Gündelik deneyimin natüralist bir antropolojisi

Sıradan bir duruma ilgi gösterdiğimizde, ‘Burada ne oluyor? [What is it that’s going on here ?]’ sorusunu kendimize sorduğumuzu varsayıyorum. Sorunun karışıklık veya kuşku anlarında açıkça; durum, kesinliklerimizi tehdit etmediğinde ise örtük olarak formüle ediliyor oluşu bir şey değiştirmez, bu soru sorulur ve sadece ve sadece, yapmamız gereken şeyi yapma şeklimizde cevap bulur.

Erving Goffman[1]

Goffman’ın Frame Analysis başlıklı magnum opus’unda esasen sorguladığı husus, bireyler arasında bir “durum” dâhilinde şekillenen gündelik deneyimin nasıl örgütlendiği, diğer bir ifadeyle, yapılması gerekenin nasıl yapıldığıdır. Goffman, durumun olumsallıklarını önceleyecek ve bir anlamda ikincil kılacak ontolojik kerterizler (benlik, kimlik, vb.) almaz kendisine. Ancak gerçekliğin ve öznelliğin sınırsız uçuculuğu fikrine de pek kapılmaz. Sadece şunu iddia eder: Deneyim birtakım toplumsal çerçeveler etrafında örgütlenir. Bireyler, elbette, eylemlerinin sonuçlarını öngörebilecek ve değerlendirebilecek, hem normatif hem de stratejik sezgileri olan varlıklardır. Ancak bu onları hür iradenin şampiyonları da yapmaz. Aktörler birtakım biyografik unsurlarla sahnede yer alırlar. Etkileşimsel koordinatlar her karşılaşma veya durumda yeniden icat edilmez.

Bu bilişsel tanıma ve yorumlama kapasitesi Goffman’da “çerçeve” kavramı altında detaylandırılır; ancak inşacı anlamında bilişselin içerebileceği özne vurgusu, duruma içkin mümkünler uzamının sınırlılığı, deneyimlerin tipikliği ve yapılması gerekenin yapılma şekli gibi kısıtlar altında işleyen bir bilişsel lehine terk edilir:

Toplumsal yaşam, olan biteni genel olarak anlayabileceğimiz ve dâhil olabileceğimiz şekilde örgütlenmiştir. Dolayısıyla, algıyla, algılananın örgütlenme biçimi arasında bir mütekabiliyet ya da izomorfizm olduğunu varsayacağız; algıyı, aynı derecede geçerli farklı istikametlere yöneltebilecek başka örgütlenme ilkelerinin de elbette tasarlanabileceği saklı kalmakla beraber.[2]

Böylece çerçeve sadece bilişsel bir şema olmaktan çıkar ve bir faaliyetin tipik örgütleniş şekli ve bunun paylaşılan bilgisine dönüşür. Bu bağlamda çerçeveleme işleminin kendisi (kadraj), öznel ve olumsal olduğu kadar, tipik ve tanzim edilmiş bir karakter de taşır.

Verilen Görev :: Goffman'ın çerçeve analizini ele alan parçayı iki cümleyle özetleyin.

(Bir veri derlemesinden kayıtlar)
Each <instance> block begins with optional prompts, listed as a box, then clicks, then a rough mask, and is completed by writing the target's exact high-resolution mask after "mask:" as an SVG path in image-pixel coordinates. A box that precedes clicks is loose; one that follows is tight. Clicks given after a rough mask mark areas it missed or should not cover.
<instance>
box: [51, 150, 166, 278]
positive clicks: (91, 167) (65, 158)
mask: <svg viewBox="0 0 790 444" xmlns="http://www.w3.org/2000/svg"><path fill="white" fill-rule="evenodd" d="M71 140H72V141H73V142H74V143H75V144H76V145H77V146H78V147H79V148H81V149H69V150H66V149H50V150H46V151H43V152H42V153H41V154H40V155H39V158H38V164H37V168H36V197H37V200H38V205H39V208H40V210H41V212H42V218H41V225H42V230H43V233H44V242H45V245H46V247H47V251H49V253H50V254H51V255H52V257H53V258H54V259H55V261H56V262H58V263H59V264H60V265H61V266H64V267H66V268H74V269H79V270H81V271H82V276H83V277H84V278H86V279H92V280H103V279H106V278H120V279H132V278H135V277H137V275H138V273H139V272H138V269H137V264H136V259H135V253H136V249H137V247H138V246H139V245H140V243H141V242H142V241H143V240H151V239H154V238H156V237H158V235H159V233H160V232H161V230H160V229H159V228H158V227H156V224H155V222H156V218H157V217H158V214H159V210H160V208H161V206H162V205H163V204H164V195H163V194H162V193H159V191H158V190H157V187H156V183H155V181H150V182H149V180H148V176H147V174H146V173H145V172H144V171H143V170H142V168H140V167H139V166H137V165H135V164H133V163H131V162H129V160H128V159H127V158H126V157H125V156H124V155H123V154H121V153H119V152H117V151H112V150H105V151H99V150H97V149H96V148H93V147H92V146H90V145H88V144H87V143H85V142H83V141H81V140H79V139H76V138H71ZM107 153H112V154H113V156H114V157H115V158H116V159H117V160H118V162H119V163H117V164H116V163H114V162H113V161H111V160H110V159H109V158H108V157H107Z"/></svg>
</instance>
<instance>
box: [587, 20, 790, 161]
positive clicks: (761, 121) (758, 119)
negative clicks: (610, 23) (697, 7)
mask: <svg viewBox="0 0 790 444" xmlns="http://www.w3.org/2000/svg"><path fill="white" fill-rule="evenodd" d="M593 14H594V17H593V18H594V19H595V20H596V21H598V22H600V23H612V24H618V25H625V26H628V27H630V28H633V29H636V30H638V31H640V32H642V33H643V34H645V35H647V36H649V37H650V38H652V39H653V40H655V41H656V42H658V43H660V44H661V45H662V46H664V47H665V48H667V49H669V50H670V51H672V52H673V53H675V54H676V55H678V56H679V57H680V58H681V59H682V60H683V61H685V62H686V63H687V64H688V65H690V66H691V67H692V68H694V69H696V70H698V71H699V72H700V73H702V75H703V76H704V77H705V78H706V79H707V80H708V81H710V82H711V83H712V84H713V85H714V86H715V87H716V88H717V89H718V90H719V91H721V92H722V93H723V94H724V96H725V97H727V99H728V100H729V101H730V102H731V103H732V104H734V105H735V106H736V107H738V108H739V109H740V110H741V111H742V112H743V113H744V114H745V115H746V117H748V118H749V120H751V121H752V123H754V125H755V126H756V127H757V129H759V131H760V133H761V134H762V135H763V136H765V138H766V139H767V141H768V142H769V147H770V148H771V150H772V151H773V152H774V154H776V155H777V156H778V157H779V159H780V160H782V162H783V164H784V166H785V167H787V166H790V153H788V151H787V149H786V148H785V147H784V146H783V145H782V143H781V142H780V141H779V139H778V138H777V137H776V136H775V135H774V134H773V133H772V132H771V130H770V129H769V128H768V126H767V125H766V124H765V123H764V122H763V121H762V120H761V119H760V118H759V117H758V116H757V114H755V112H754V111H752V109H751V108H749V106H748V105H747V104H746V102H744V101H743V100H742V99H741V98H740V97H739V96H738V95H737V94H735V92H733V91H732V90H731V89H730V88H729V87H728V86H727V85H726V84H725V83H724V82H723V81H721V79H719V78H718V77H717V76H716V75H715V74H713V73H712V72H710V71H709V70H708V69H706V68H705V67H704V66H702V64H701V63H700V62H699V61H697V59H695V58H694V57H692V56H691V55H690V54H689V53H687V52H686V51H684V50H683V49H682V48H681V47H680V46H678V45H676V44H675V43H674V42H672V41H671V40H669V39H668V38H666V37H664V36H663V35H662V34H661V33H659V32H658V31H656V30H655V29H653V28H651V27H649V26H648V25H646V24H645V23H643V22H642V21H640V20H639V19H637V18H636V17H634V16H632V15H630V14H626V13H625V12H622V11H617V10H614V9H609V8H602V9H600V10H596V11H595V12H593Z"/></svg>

Yazılı Yanıt :: Goffman, Frame Analysis'te bireyler arasında bir durum dâhilinde şekillenen gündelik deneyimin nasıl örgütlendiğini sorgular ve deneyimin birtakım toplumsal çerçeveler etrafında örgütlendiğini ileri sürer. Bu yaklaşımda çerçeve yalnızca bilişsel bir şema olmaktan çıkıp bir faaliyetin tipik örgütleniş şekline ve bunun paylaşılan bilgisine dönüşür; çerçeveleme işlemi de öznel ve olumsal olduğu kadar tipik ve tanzim edilmiş bir karakter taşır.